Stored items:
□ □ □
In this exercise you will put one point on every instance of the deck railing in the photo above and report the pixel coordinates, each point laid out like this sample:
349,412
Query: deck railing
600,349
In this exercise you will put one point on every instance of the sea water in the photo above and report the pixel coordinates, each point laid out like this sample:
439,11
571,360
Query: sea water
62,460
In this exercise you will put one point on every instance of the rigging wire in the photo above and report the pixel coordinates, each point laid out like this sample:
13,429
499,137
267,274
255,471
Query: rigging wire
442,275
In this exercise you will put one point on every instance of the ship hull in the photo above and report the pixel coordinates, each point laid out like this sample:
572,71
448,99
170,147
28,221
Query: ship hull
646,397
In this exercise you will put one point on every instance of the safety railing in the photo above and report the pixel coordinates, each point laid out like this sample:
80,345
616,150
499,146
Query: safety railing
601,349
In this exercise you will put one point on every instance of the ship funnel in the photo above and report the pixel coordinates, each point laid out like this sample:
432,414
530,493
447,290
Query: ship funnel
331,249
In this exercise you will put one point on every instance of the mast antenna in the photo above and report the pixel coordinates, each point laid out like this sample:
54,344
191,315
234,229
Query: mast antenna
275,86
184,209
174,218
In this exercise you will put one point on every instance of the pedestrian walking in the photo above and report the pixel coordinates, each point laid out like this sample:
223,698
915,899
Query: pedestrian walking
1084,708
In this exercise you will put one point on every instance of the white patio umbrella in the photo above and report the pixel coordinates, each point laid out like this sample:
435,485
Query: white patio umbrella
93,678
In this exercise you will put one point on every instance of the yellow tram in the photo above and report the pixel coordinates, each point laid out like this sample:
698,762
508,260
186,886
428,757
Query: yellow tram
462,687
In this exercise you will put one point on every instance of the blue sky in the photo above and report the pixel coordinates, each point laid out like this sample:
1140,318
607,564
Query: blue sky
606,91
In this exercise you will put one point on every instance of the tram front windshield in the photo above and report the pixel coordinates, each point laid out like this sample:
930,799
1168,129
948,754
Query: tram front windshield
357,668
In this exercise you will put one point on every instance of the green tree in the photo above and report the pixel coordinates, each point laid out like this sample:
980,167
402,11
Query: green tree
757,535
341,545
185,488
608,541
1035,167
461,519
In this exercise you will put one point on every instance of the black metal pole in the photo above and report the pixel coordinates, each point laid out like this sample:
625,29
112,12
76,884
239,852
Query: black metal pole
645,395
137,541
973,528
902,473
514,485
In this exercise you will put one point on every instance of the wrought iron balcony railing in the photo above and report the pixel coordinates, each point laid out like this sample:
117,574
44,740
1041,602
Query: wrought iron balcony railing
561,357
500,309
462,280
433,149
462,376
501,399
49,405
□ □ □
■ **WHAT IS ASKED**:
Edit the material above by replacing "exercise" with "task" everywhere, and write out all the lines again with nothing else changed.

■ **CORRECT OUTPUT**:
In this task you will put one point on every instance of the deck railing in the photo above and report the pixel coordinates, each point laid out like this sample:
349,412
Query: deck railing
600,349
In this task you will put one point on every instance of the sea water in the photo above and report the pixel coordinates, each point laid out like this sample:
439,11
571,360
Query: sea water
62,460
In this task you will put one point on every instance of the rigging wire in the photo above and report the pixel coordinates, each point laid out like this sample:
13,429
499,137
267,274
255,471
Query: rigging wire
442,275
In this task you will put one point on every instance of the ship hull in the photo above and report the pixel coordinates, each point laid out like this sample:
572,71
448,99
170,147
28,221
Query: ship hull
646,397
In this task you will put one point on every instance of the safety railing in the photo above and report the pixel coordinates, each point laid out like this sample:
80,345
616,150
499,146
Query: safety railing
601,349
In this task you will put one point on every instance of the ship funnel in the photo above and report the pixel coordinates, each point laid out like this sample:
432,414
530,493
447,290
Query: ship funnel
331,249
In this task you will put one point on every instance of the mast antenna in the photo above and report the pixel coordinates, each point laid out like this sample:
54,344
191,315
234,229
Query: mast antenna
275,86
184,209
174,218
In this task you will put one point on every instance of the pedestrian walking in the photo above and report the pixel coordinates, each point laid out like this sample:
223,698
915,899
Query: pedestrian walking
1084,708
In this task you will put one point on every instance of the white patio umbrella in the photo above and report the pixel coordinates, each point laid out like this sample:
435,485
Query: white patio umbrella
93,678
In this task you will put one point on every instance of the yellow tram in the photo above and report the pixel coordinates, each point laid out like this sample:
698,762
508,260
186,886
428,757
Query: yellow tram
462,687
In this task you will put one point on every instance of the blue sky in the photo above and report the pixel coordinates, each point laid out like this sample:
1140,318
607,564
Query: blue sky
606,91
In this task you will put one point on every instance of the tram front windshield in the photo above and report the pixel coordinates, each point laid out like this sample:
930,799
1168,129
948,754
Query: tram front windshield
357,668
In this task you will put one point on every instance of the green tree in the photo above and report the pixel coordinates, each point laid out like this sample:
980,167
402,11
Query: green tree
757,535
341,545
185,488
608,541
1035,167
461,519
In this task you will put one point on every instance of the black metal pole in the photo above and report the pixel coordinates, each point laid out like this sample:
625,29
112,12
76,884
239,852
Query: black metal pole
645,395
137,541
973,528
902,473
514,485
In this task you will put one point on every instance of the wrought iron balcony railing in the photo above and report the pixel coordinates, each point laid out like this sample:
117,574
44,740
1041,602
Query: wrought iron balcony railing
561,357
500,309
462,280
433,149
462,376
501,399
49,405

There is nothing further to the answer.